START Extracted records

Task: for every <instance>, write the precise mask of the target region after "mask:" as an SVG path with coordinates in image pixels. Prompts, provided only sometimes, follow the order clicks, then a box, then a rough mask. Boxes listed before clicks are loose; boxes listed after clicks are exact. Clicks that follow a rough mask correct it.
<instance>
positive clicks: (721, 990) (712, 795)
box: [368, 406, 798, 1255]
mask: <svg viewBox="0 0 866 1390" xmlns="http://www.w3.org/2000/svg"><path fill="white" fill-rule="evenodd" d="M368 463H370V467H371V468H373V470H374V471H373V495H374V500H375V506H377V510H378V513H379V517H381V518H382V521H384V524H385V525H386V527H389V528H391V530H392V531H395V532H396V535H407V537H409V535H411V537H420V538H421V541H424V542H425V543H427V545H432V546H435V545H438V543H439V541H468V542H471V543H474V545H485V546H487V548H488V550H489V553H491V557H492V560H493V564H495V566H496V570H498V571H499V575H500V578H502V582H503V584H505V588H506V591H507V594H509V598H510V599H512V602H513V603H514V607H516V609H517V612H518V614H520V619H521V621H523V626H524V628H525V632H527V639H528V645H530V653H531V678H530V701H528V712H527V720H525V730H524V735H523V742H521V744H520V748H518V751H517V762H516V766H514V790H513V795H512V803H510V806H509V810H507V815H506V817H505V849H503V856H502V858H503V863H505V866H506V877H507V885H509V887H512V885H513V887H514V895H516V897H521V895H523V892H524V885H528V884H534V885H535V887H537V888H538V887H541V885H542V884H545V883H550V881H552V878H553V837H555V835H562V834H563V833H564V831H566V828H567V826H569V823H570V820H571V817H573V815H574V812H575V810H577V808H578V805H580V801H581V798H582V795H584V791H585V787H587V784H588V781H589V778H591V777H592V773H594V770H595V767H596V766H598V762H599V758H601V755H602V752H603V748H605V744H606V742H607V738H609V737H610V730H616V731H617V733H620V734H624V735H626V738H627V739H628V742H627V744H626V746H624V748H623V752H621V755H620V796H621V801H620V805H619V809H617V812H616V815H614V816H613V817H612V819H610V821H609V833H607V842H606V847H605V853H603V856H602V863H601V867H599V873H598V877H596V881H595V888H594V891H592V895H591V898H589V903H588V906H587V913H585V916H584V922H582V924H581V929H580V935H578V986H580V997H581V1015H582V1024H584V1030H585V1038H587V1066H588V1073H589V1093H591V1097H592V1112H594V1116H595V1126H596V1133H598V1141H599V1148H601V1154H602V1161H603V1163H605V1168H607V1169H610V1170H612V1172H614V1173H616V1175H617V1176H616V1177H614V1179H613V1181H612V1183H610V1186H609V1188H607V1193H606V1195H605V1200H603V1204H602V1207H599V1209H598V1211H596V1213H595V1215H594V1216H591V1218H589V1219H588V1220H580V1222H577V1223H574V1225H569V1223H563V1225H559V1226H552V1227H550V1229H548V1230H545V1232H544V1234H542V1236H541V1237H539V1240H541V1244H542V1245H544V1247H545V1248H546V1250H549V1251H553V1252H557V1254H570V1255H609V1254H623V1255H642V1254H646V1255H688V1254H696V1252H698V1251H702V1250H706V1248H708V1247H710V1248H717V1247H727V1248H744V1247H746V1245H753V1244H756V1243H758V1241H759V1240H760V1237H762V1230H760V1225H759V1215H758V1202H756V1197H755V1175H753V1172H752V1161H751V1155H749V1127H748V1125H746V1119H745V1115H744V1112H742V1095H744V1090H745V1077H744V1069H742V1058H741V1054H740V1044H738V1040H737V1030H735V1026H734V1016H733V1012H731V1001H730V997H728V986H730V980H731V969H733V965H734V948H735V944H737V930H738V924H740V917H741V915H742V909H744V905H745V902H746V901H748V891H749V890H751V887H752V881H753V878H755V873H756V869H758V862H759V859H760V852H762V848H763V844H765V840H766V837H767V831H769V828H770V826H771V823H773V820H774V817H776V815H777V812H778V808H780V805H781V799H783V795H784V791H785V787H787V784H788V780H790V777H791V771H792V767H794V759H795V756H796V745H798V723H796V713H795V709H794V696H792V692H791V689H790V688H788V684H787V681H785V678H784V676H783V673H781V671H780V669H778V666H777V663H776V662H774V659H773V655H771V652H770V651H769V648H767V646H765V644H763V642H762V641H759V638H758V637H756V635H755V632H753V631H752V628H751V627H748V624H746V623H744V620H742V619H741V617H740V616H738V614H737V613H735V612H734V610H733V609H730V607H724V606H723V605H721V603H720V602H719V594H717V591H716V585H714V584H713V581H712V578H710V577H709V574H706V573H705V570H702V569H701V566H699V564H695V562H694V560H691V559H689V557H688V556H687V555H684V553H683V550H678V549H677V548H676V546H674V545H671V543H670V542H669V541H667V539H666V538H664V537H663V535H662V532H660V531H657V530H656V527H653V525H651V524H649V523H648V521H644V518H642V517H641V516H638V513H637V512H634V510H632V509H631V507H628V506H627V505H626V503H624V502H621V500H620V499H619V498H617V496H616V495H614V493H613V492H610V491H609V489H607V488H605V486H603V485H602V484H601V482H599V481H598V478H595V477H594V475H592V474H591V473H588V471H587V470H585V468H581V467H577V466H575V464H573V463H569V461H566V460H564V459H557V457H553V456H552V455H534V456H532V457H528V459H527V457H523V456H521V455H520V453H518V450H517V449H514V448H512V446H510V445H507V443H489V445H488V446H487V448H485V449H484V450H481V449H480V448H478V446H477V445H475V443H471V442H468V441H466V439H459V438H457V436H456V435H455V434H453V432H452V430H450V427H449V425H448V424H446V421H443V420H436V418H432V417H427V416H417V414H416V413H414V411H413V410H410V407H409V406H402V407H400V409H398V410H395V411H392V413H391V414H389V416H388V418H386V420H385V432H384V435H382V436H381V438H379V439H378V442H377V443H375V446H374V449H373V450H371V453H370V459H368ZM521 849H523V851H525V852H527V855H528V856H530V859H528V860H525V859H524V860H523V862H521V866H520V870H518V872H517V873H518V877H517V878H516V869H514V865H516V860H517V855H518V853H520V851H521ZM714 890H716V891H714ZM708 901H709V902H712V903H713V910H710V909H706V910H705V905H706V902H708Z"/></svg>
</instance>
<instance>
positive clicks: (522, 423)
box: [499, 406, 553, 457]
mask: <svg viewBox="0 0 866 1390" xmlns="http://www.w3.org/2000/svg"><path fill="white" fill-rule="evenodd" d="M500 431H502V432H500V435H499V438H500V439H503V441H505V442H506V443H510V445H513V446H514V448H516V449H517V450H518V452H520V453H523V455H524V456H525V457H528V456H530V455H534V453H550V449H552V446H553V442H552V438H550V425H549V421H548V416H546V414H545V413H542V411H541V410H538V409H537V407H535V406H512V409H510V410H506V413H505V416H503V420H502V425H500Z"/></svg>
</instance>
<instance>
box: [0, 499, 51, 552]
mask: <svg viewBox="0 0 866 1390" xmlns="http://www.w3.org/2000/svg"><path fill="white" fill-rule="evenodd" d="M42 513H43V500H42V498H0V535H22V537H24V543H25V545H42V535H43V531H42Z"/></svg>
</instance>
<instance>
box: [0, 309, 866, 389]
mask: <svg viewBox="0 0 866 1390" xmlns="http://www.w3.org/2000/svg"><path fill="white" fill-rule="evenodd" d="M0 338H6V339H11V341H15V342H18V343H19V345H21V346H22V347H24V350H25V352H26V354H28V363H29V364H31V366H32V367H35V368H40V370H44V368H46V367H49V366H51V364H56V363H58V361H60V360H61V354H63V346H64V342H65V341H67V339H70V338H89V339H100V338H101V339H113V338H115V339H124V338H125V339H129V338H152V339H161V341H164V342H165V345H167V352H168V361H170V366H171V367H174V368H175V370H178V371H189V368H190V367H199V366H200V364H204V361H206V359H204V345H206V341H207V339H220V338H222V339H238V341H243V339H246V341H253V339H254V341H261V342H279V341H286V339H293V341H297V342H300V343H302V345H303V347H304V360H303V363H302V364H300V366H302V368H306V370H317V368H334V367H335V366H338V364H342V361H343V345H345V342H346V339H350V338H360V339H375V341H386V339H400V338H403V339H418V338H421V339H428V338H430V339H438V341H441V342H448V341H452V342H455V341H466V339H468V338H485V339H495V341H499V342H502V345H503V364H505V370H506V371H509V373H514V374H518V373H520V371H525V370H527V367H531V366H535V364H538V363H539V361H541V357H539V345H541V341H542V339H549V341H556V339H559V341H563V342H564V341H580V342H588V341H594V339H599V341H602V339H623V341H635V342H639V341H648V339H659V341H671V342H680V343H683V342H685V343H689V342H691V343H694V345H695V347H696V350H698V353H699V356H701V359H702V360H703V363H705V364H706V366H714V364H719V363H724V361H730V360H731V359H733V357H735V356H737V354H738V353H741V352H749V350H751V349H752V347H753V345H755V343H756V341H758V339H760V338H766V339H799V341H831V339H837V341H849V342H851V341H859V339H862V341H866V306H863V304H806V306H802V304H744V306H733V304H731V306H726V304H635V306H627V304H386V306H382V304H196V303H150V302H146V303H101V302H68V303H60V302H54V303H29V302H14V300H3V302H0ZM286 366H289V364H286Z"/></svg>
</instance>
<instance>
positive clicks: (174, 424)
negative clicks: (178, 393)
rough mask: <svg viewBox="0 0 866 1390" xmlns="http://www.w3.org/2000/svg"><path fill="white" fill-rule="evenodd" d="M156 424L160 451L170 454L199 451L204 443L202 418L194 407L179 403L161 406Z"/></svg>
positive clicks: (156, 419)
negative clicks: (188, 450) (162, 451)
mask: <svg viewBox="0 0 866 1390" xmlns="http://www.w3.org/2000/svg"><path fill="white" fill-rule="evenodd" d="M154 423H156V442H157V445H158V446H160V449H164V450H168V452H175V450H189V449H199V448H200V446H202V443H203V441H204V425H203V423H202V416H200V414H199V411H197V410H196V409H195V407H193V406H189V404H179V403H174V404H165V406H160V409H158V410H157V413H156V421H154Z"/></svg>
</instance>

END Extracted records

**Work required:**
Retype the material from its very first line through the line containing "box: [368, 406, 798, 1255]", including both of those lines and keeping every character unchanged.

**Result of this exercise:**
Task: for every <instance>, write the precise mask of the target region after "mask:" as an SVG path with coordinates in image pixels. Prompts, provided only sometimes, follow the order clicks, then a box, then a rough mask. Boxes listed before clicks are loose; boxes listed after clicks are exact. Clicks that follow a rough mask correct it.
<instance>
positive clicks: (721, 990) (712, 795)
box: [368, 406, 798, 1255]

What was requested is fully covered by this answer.